- **TASK DIRECTIONS**
In this exercise, restate the listing word for word.

RECORDS FOR THE EXERCISE Block Start

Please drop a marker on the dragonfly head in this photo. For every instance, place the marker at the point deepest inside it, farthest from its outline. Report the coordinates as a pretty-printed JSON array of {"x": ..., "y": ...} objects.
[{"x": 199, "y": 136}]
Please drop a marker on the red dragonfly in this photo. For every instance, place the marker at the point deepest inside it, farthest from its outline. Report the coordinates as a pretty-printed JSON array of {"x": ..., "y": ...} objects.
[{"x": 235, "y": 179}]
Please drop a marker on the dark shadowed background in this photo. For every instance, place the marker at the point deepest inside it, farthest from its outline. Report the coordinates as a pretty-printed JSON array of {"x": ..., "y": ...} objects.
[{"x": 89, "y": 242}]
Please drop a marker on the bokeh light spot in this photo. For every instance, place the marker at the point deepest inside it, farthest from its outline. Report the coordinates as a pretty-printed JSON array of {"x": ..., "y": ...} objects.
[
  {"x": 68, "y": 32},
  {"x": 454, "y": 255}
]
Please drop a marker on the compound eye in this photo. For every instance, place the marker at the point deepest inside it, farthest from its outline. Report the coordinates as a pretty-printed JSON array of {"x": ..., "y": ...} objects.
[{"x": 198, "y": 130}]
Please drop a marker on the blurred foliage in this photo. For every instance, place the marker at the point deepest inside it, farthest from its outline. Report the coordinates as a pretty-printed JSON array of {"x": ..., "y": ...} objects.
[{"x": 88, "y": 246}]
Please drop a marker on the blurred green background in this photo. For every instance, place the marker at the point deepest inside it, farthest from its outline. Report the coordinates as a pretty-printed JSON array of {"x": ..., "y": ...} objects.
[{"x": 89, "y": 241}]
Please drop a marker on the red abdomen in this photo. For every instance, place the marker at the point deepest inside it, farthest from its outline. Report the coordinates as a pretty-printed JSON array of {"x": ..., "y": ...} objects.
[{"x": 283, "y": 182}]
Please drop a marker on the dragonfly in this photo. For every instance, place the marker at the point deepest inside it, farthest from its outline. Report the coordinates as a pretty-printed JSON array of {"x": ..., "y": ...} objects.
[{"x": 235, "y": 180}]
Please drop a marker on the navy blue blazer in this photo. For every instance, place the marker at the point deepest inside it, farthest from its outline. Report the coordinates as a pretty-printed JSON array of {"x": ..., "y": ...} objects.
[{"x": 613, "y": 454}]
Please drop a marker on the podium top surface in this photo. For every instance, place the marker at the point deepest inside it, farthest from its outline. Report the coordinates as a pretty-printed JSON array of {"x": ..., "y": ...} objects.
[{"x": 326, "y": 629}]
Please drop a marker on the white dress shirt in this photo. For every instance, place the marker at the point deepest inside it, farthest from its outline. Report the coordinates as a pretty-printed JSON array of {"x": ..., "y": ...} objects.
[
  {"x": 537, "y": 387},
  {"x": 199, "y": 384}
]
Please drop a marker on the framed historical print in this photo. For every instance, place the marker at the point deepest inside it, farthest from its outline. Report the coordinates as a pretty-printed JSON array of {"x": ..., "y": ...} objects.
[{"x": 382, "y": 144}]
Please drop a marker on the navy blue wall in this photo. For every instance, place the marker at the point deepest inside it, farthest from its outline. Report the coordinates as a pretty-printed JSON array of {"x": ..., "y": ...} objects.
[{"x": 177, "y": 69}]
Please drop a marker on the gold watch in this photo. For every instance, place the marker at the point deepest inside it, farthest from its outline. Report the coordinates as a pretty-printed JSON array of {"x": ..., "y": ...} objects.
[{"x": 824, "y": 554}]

RECORDS FOR THE EXERCISE Block End

- **RESULT OF THIS EXERCISE**
Please drop a marker on the dragonfly head in this photo. For every instance, place the marker at the point deepest inside it, farthest from its outline. Report the coordinates as a pretty-printed JSON array of {"x": ..., "y": ...} objects.
[{"x": 199, "y": 136}]
Please drop a marker on the red dragonfly in this photo. For every instance, place the marker at the point deepest inside it, farthest from its outline. Report the coordinates as a pretty-printed JSON array of {"x": ..., "y": ...} objects.
[{"x": 235, "y": 179}]
Please drop a marker on the dark shadowed background in this photo. For every instance, place the marker at the point deepest inside it, farthest from its outline. Report the coordinates as a pretty-printed JSON array of {"x": ..., "y": ...} objects.
[{"x": 89, "y": 242}]
Please drop a marker on the bokeh light spot in this photo. For every instance, place the marker at the point deepest inside it, farthest from its outline. Report the coordinates as a pretty-printed JSON array of {"x": ..., "y": ...} objects.
[
  {"x": 68, "y": 32},
  {"x": 454, "y": 255}
]
Please drop a marker on the compound eye in this photo. For every instance, place the marker at the point deepest inside it, farthest from its outline. Report the coordinates as a pretty-printed JSON array of {"x": ..., "y": ...} objects.
[{"x": 198, "y": 130}]
Please drop a marker on the blurred foliage in this photo. For every instance, place the marker at the point deepest inside it, farthest from its outline. Report the coordinates as a pretty-printed JSON array of {"x": ..., "y": ...} objects.
[{"x": 88, "y": 246}]
Please drop a marker on the blurred green background in this photo. For every instance, place the marker at the point deepest inside it, farthest from its outline. Report the coordinates as a pretty-printed JSON array of {"x": ..., "y": ...} objects.
[{"x": 89, "y": 241}]
Please drop a marker on the red abdomen in this photo. For every instance, place the marker at the point deepest inside it, farthest from its outline. Report the coordinates as a pretty-printed JSON array of {"x": ..., "y": ...} objects.
[{"x": 283, "y": 182}]
Please drop a marker on the dragonfly in this photo. For every instance, place the marker at the point deepest inside it, farthest from its outline. Report the coordinates as a pretty-printed JSON array of {"x": ..., "y": ...} objects.
[{"x": 235, "y": 180}]
Please drop a marker on the navy blue blazer in this photo. For every instance, place the marker at the point deepest inside it, farthest from its outline. Report the coordinates as a pretty-printed JSON array of {"x": ..., "y": ...} objects.
[{"x": 613, "y": 454}]
Please drop a marker on the podium top surface in this photo. For every instance, place the marker at the point deepest inside it, farthest from its outline. Report the coordinates as a pretty-printed JSON array of {"x": ..., "y": ...} objects.
[{"x": 326, "y": 629}]
Please drop a marker on the white dress shirt in this photo. For every instance, place the marker at the point deepest inside it, farthest from its outline. Report the coordinates as a pretty-printed JSON array of {"x": ..., "y": ...} objects.
[
  {"x": 537, "y": 387},
  {"x": 199, "y": 384}
]
Please drop a marker on the framed historical print in this photo. For every instance, place the marker at the point deepest inside it, farthest from its outline. Report the coordinates as a pretty-printed JSON array of {"x": ..., "y": ...} objects.
[{"x": 382, "y": 144}]
Please drop a marker on the navy blue wall in this photo. For every instance, place the marker at the point deepest inside it, farthest from its outline. Report the coordinates as a pretty-printed JSON array of {"x": ..., "y": ...} objects.
[{"x": 177, "y": 69}]
Please drop a marker on the gold watch in this photo. For every instance, place the marker at the point deepest inside it, farthest from its outline. Report the coordinates as a pretty-printed JSON array of {"x": ..., "y": ...} objects.
[{"x": 824, "y": 554}]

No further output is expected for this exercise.